**EXERCISE DIRECTIONS**
Retype the passage about Lena between "That progress took" and "and human rights.", inclusive, keeping every word and mark unchanged.

**TEXT SHOWN**
'''
But Harlem and the rest of the world can also claim Lena. Since the early '40s, when her gorgeous face and her sonorous voice first appeared on the screen, she belonged to the world.
"In 1940, she became the first African-American performer to tour with an all-white band," said President Barack Obama. "And while entertaining soldiers during World War II, she refused to perform for segregated audiences--a principled struggle she continued well after the troops returned home. Michelle and I offer our condolences to all those who knew and loved Lena, and we join all Americans in appreciating the joy she brought to our lives and the progress she forged for our country."
That progress took place on a number of cultural and political fronts. And it began almost before she was out of the cradle, when, at 2 years of age, her photo adorned the cover of the NAACP's Crisis magazine. Sixty-four years later, in 1983, she was awarded the NAACP's Spingarn Medal for her outstanding work in civil and human rights.
Lena was one of just a few major Black entertainers who resourcefully saw no separation between their artistic careers and social and political activism. In this manner, she followed a path blazed by Paul Robeson, whom she met and befriended when she was just beginning to earn recognition as a singer.
But before her voice brought her international fame, Lena--having quit school when she was 16--was in the chorus line at the Cotton Club. Almost magically, she went from being one of the usually light-skinned dancers to standing alone behind a microphone in front of Noble Sissle's Orchestra.
'''
[Object-pointing dataset rows]
'''
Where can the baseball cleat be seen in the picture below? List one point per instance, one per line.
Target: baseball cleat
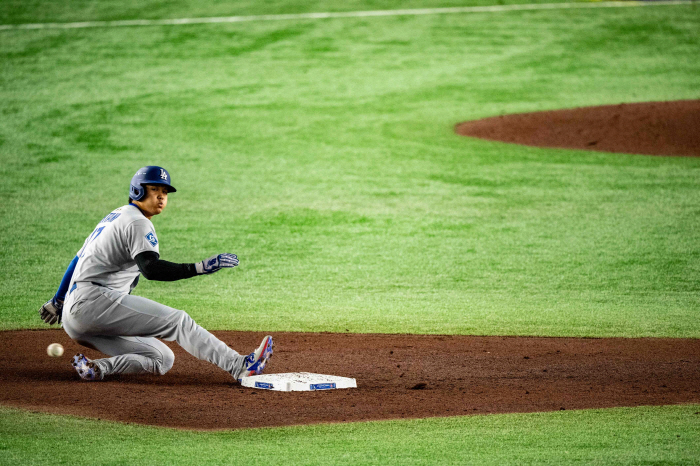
(87, 370)
(255, 362)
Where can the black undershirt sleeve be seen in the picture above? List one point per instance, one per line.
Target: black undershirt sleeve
(153, 268)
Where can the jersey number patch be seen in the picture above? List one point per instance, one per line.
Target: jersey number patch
(152, 239)
(92, 237)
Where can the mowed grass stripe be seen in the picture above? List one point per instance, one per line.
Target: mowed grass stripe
(347, 14)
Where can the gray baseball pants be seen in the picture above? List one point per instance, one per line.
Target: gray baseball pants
(128, 327)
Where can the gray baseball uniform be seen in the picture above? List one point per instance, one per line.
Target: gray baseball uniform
(100, 313)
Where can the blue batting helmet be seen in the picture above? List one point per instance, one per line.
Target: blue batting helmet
(149, 175)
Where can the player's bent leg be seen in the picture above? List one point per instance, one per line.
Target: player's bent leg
(130, 355)
(110, 313)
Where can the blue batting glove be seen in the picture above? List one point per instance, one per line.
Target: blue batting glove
(216, 263)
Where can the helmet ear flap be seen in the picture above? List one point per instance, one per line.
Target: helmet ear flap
(136, 192)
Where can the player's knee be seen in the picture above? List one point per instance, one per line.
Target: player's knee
(167, 361)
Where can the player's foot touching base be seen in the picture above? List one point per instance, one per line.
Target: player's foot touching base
(255, 362)
(86, 369)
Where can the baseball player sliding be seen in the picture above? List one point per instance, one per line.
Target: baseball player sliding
(99, 311)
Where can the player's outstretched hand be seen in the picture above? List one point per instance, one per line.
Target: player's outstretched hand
(51, 311)
(215, 263)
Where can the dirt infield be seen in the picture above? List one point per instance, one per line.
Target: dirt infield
(651, 128)
(398, 376)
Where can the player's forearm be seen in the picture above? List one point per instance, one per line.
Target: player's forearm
(153, 268)
(65, 282)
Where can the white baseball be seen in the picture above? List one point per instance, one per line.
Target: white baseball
(55, 350)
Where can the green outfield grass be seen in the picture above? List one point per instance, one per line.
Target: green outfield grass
(653, 435)
(323, 153)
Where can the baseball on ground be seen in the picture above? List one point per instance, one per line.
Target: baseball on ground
(55, 350)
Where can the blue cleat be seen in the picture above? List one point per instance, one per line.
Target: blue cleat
(87, 370)
(255, 362)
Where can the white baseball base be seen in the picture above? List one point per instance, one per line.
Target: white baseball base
(298, 382)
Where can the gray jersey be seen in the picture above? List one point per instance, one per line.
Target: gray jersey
(107, 257)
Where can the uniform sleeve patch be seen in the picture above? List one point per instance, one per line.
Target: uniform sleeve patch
(152, 239)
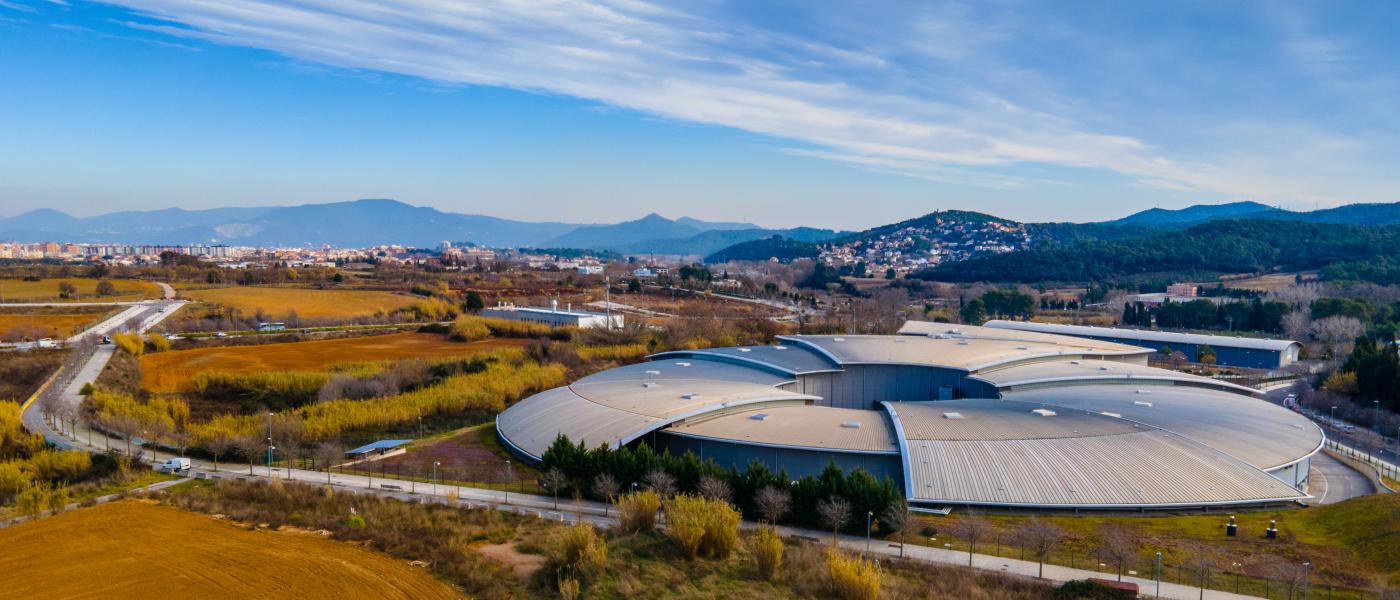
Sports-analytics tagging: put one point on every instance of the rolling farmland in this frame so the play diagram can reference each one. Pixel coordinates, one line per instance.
(146, 548)
(172, 371)
(46, 290)
(308, 304)
(52, 322)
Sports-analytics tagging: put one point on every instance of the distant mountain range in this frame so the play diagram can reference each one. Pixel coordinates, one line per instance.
(1348, 214)
(367, 223)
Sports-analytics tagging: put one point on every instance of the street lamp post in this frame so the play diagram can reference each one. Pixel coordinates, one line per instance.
(870, 518)
(1158, 575)
(269, 445)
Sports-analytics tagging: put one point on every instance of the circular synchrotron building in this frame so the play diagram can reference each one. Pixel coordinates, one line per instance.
(956, 414)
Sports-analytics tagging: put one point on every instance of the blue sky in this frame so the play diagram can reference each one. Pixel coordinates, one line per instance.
(783, 113)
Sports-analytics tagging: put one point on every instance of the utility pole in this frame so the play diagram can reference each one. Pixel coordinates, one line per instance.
(269, 444)
(1158, 575)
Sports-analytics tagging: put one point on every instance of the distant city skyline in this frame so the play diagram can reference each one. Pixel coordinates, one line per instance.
(776, 113)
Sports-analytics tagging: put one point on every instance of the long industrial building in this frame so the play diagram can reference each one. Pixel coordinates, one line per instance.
(956, 414)
(1229, 351)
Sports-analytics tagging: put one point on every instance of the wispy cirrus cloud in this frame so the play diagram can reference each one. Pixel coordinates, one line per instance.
(927, 94)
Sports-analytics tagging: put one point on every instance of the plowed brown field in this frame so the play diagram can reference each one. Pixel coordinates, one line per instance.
(136, 550)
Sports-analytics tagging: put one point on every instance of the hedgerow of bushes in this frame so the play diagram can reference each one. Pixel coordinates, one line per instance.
(581, 467)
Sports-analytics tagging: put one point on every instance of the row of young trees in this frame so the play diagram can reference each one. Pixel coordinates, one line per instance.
(1255, 315)
(832, 500)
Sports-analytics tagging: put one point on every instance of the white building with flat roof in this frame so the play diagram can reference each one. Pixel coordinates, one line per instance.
(555, 316)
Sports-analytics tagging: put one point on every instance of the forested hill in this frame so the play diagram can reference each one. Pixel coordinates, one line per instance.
(777, 246)
(1371, 253)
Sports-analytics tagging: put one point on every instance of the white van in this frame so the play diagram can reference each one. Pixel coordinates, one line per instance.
(174, 466)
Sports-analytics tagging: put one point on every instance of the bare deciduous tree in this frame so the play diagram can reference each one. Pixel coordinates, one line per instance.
(606, 487)
(1297, 325)
(1337, 334)
(714, 488)
(553, 480)
(1040, 537)
(773, 502)
(835, 512)
(1201, 564)
(1288, 572)
(219, 445)
(896, 518)
(251, 448)
(970, 526)
(661, 483)
(328, 453)
(286, 434)
(1117, 543)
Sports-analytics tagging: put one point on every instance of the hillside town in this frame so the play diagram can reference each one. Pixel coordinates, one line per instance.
(937, 239)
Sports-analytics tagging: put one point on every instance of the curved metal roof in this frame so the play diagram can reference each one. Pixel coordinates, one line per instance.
(1166, 337)
(1077, 424)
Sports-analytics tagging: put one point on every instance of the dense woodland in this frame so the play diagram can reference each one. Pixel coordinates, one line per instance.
(1344, 252)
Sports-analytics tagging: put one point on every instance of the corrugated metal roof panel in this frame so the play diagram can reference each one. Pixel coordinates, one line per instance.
(1141, 469)
(791, 358)
(534, 423)
(1169, 337)
(956, 353)
(800, 427)
(990, 418)
(1095, 369)
(1255, 431)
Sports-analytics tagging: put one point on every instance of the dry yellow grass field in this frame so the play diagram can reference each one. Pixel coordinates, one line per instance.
(308, 304)
(53, 325)
(172, 371)
(48, 290)
(142, 550)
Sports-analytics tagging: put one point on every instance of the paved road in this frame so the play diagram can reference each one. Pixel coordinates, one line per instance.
(1334, 481)
(1360, 438)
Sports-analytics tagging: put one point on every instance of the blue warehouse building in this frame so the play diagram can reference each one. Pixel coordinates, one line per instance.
(1229, 351)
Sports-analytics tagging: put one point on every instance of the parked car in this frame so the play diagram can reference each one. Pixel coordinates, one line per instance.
(174, 466)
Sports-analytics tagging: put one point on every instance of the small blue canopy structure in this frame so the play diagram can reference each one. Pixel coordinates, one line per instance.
(377, 446)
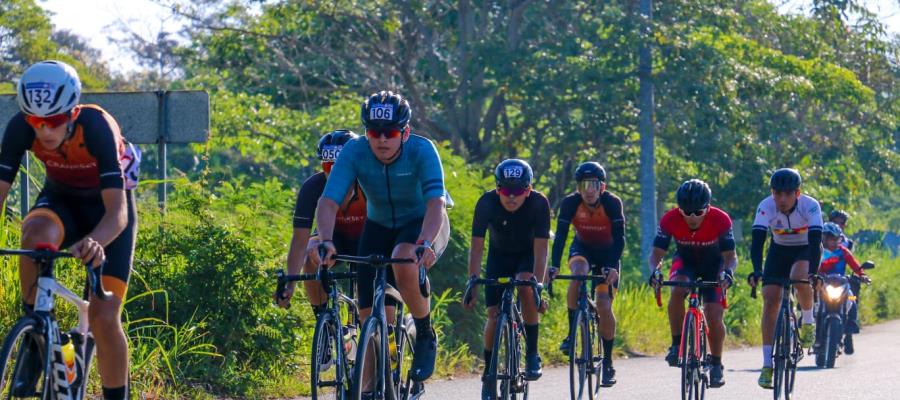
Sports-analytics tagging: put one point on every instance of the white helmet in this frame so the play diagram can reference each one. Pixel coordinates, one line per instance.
(48, 88)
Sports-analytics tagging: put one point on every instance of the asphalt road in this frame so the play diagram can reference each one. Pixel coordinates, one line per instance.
(871, 373)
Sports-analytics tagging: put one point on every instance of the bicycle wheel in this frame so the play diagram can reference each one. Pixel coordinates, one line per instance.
(370, 373)
(780, 352)
(688, 358)
(581, 361)
(12, 357)
(500, 372)
(835, 332)
(326, 371)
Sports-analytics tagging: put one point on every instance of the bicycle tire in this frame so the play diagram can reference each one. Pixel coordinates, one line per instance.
(835, 333)
(687, 356)
(581, 359)
(12, 347)
(326, 338)
(370, 340)
(780, 354)
(500, 372)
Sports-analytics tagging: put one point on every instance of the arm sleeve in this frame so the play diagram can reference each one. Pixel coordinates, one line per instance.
(100, 133)
(16, 139)
(542, 218)
(431, 171)
(617, 219)
(851, 261)
(481, 218)
(756, 245)
(815, 250)
(307, 200)
(343, 173)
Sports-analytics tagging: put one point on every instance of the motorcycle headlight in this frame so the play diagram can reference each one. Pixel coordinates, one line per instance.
(834, 292)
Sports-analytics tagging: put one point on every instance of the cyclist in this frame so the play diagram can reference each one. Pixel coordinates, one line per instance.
(705, 249)
(835, 259)
(840, 217)
(351, 217)
(795, 221)
(402, 177)
(597, 247)
(519, 221)
(86, 204)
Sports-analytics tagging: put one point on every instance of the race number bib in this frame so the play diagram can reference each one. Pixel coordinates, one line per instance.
(382, 112)
(39, 93)
(513, 172)
(330, 153)
(131, 165)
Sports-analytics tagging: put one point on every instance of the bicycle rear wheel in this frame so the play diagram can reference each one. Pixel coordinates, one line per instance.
(326, 378)
(581, 363)
(370, 373)
(689, 366)
(12, 358)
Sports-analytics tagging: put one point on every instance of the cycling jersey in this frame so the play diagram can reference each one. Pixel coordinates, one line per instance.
(396, 193)
(700, 249)
(790, 229)
(351, 217)
(512, 232)
(835, 262)
(601, 228)
(94, 156)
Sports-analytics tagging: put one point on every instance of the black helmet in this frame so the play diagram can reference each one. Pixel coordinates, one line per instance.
(590, 169)
(384, 110)
(693, 195)
(838, 214)
(331, 143)
(785, 180)
(513, 172)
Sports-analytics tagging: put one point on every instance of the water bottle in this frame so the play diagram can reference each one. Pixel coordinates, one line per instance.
(392, 347)
(350, 342)
(68, 355)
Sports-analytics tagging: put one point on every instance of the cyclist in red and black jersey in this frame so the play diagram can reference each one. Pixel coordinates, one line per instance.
(599, 240)
(705, 249)
(86, 203)
(348, 227)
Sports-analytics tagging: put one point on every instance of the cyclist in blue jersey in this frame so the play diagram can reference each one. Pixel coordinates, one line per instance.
(403, 180)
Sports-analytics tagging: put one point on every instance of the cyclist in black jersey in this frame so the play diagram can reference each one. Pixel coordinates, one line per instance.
(597, 247)
(518, 218)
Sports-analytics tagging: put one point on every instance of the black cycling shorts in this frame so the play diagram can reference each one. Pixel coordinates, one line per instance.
(379, 239)
(77, 216)
(779, 261)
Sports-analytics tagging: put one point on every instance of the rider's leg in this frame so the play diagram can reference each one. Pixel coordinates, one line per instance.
(800, 271)
(314, 292)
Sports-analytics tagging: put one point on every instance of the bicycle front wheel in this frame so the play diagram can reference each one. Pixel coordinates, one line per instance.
(326, 377)
(13, 361)
(581, 360)
(689, 362)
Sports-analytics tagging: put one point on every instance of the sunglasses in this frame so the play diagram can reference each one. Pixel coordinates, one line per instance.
(587, 185)
(511, 191)
(696, 213)
(391, 133)
(52, 121)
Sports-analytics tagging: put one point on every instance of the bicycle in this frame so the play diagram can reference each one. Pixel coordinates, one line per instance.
(506, 366)
(584, 352)
(380, 338)
(67, 355)
(692, 356)
(331, 338)
(786, 349)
'''
**EXPECTED OUTPUT**
That progress took place on a number of cultural and political fronts. And it began almost before she was out of the cradle, when, at 2 years of age, her photo adorned the cover of the NAACP's Crisis magazine. Sixty-four years later, in 1983, she was awarded the NAACP's Spingarn Medal for her outstanding work in civil and human rights.